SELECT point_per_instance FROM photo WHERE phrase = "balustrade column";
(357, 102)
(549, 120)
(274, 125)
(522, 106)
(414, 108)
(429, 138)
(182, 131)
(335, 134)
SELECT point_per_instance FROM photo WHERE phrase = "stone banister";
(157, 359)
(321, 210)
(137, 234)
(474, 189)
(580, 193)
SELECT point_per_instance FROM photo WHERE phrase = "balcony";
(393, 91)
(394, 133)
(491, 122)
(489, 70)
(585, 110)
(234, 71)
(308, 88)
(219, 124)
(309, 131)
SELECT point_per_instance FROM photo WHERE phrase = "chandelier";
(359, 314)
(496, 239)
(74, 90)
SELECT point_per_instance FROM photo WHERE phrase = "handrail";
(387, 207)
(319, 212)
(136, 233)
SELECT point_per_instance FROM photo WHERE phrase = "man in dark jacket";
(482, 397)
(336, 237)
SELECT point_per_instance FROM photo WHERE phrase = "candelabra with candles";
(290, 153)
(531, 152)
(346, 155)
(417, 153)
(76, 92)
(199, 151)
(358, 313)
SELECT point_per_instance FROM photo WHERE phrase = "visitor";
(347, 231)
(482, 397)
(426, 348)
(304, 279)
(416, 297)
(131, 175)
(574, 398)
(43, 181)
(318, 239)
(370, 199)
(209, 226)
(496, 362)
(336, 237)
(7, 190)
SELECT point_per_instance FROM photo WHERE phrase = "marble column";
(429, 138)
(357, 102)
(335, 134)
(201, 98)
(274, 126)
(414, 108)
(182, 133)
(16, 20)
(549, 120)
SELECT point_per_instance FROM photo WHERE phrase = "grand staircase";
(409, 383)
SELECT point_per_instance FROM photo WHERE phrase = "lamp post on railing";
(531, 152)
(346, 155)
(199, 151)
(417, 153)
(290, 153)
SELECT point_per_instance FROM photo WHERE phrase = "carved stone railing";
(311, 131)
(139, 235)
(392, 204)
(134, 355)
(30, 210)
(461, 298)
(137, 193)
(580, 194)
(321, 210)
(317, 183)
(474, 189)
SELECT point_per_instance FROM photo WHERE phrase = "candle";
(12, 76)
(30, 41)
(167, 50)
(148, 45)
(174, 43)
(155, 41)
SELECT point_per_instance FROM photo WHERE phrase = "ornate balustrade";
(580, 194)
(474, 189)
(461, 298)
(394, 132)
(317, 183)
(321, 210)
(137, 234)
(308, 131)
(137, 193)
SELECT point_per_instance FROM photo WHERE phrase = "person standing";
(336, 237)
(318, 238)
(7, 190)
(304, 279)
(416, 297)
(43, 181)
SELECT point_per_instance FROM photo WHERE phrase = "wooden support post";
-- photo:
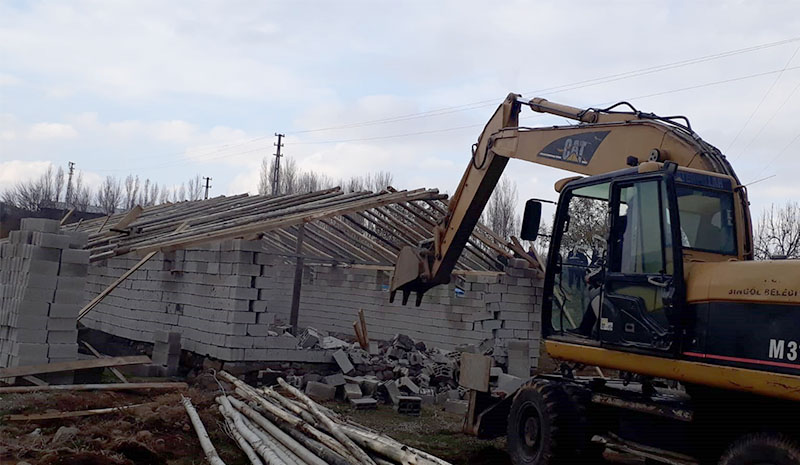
(294, 316)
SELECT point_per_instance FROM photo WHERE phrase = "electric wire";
(761, 102)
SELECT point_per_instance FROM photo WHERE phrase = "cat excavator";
(703, 340)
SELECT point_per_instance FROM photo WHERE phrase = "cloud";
(16, 171)
(52, 131)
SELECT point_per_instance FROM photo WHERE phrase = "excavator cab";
(615, 270)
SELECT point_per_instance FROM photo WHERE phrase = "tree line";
(53, 189)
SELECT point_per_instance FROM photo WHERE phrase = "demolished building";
(236, 275)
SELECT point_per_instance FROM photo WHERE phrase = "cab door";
(638, 310)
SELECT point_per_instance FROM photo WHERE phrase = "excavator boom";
(604, 140)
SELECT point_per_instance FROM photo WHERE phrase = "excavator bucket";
(408, 273)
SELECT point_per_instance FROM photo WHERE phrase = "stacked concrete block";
(42, 275)
(167, 351)
(227, 301)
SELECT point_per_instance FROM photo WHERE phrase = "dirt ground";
(160, 432)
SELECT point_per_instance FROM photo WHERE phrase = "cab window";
(707, 219)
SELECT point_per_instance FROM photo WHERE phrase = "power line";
(207, 156)
(557, 89)
(761, 102)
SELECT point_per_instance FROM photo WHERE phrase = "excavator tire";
(543, 426)
(762, 449)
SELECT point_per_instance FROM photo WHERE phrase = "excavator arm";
(605, 140)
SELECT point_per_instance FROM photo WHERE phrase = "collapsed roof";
(364, 228)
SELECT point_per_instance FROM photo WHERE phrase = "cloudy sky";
(169, 90)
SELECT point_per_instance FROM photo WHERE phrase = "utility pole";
(68, 195)
(276, 173)
(208, 186)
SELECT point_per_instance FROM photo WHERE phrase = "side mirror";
(531, 220)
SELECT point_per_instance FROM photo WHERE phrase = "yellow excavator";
(650, 274)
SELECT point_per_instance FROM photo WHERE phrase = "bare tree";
(500, 213)
(131, 191)
(42, 192)
(778, 232)
(81, 194)
(109, 195)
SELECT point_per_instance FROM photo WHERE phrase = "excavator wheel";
(762, 449)
(544, 426)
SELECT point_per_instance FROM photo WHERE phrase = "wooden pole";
(93, 387)
(329, 425)
(294, 316)
(202, 434)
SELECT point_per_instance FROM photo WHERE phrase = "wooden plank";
(73, 414)
(475, 371)
(114, 285)
(129, 218)
(364, 332)
(97, 354)
(94, 387)
(74, 365)
(294, 314)
(34, 380)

WORK REQUIRED:
Once the pictures are set aside, output all of the data above verbatim.

RESPONSE TO THIS EXERCISE:
SELECT point_per_instance FROM photo WHERE phrase = "balustrade column";
(357, 102)
(549, 120)
(274, 125)
(522, 106)
(414, 108)
(429, 138)
(182, 131)
(335, 134)
SELECT point_per_instance FROM photo WHERE phrase = "stone banister";
(157, 359)
(321, 210)
(137, 234)
(474, 189)
(580, 193)
SELECT point_per_instance FROM photo WHERE phrase = "balcony";
(393, 91)
(394, 133)
(491, 122)
(489, 70)
(585, 110)
(234, 71)
(308, 88)
(219, 124)
(309, 131)
SELECT point_per_instance FROM photo WHERE phrase = "chandelier";
(359, 314)
(496, 239)
(74, 90)
SELECT point_per_instance FROM photo WHERE phrase = "handrail";
(387, 207)
(319, 212)
(136, 233)
SELECT point_per_instance FROM photo WHERE phrase = "man in dark jacket";
(482, 397)
(336, 237)
SELECT point_per_instance FROM photo WHERE phrase = "candelabra with candles";
(290, 153)
(531, 152)
(346, 155)
(417, 153)
(76, 92)
(199, 151)
(358, 313)
SELECT point_per_instance FROM photo WHERE phrase = "visitor";
(347, 231)
(482, 397)
(426, 348)
(304, 279)
(416, 297)
(131, 175)
(574, 398)
(43, 181)
(318, 239)
(370, 199)
(209, 226)
(496, 362)
(336, 237)
(7, 190)
SELECT point_per_instance FROM photo WHERE phrase = "marble column";
(429, 138)
(357, 102)
(335, 134)
(201, 98)
(274, 126)
(414, 108)
(182, 133)
(16, 20)
(549, 120)
SELECT point_per_instance FROM photo WHERE phrase = "grand staircase";
(409, 383)
SELECT point_per_instance FROM photo WHERE phrase = "lamp post on railing";
(531, 152)
(346, 155)
(199, 151)
(417, 153)
(290, 153)
SELECT point_per_instance FROM photo WHERE phrase = "carved stone railing";
(311, 131)
(139, 235)
(392, 204)
(134, 355)
(30, 210)
(461, 298)
(137, 193)
(580, 194)
(321, 210)
(317, 183)
(474, 189)
SELECT point_per_instance FROM photo WHERE phrase = "candle";
(12, 76)
(30, 41)
(167, 50)
(148, 45)
(174, 43)
(155, 41)
SELECT point_per_instance FROM photo WHERE phrase = "ornate balustrade";
(580, 194)
(474, 189)
(461, 298)
(394, 132)
(317, 183)
(321, 210)
(137, 234)
(308, 131)
(137, 193)
SELECT point_per_instance FROM photo WHERE phrase = "person standing";
(336, 237)
(318, 238)
(7, 190)
(304, 279)
(416, 297)
(43, 181)
SELECT point_per_instance FROM photo WHERE phrase = "wooden support post";
-- photo:
(294, 316)
SELECT point_per_instance FROM photo WHERE phrase = "electric wire";
(761, 102)
SELECT point_per_instance FROM photo WHERE phrase = "cat excavator";
(703, 340)
SELECT point_per_instance FROM photo WHERE phrase = "cloud";
(16, 171)
(52, 131)
SELECT point_per_instance FROM photo WHERE phrase = "excavator cab";
(615, 270)
SELECT point_per_instance FROM photo WHERE phrase = "tree line";
(53, 189)
SELECT point_per_instance FROM photo WHERE phrase = "demolished building";
(236, 275)
SELECT point_per_instance FROM photo WHERE phrase = "cab door";
(638, 310)
SELECT point_per_instance FROM photo WHERE phrase = "excavator boom";
(604, 140)
SELECT point_per_instance FROM photo WHERE phrase = "excavator bucket";
(408, 273)
SELECT point_per_instance FROM photo WHERE phrase = "stacked concrete block";
(42, 275)
(167, 351)
(227, 301)
SELECT point_per_instance FROM photo WHERE phrase = "dirt ground";
(160, 432)
SELECT point_per_instance FROM photo WHERE phrase = "cab window";
(707, 219)
SELECT point_per_instance FROM photo WHERE phrase = "power line";
(207, 156)
(557, 89)
(761, 102)
SELECT point_per_instance FROM photo WHERE phrase = "excavator tire";
(543, 426)
(762, 449)
SELECT point_per_instance FROM photo WHERE phrase = "excavator arm";
(605, 140)
SELECT point_per_instance FROM photo WHERE phrase = "collapsed roof";
(364, 228)
SELECT point_per_instance FROM photo WHERE phrase = "cloudy sky";
(169, 90)
SELECT point_per_instance FROM photo WHERE phrase = "utility pole";
(68, 195)
(276, 173)
(208, 186)
SELECT point_per_instance FROM photo WHERE phrase = "side mirror";
(531, 220)
SELECT point_per_instance FROM photo WHERE phrase = "yellow excavator";
(650, 274)
SELECT point_per_instance FROM photo WHERE phrase = "bare tree";
(500, 213)
(131, 191)
(42, 192)
(778, 232)
(81, 194)
(109, 195)
SELECT point_per_instance FROM photo WHERE phrase = "excavator wheel";
(762, 449)
(544, 426)
SELECT point_per_instance FROM photo WHERE phrase = "wooden pole";
(93, 387)
(329, 425)
(294, 316)
(202, 434)
SELECT point_per_instance FROM photo WHERE phrase = "wooden plank";
(73, 414)
(475, 371)
(114, 285)
(129, 218)
(364, 332)
(97, 354)
(94, 387)
(74, 365)
(294, 314)
(34, 380)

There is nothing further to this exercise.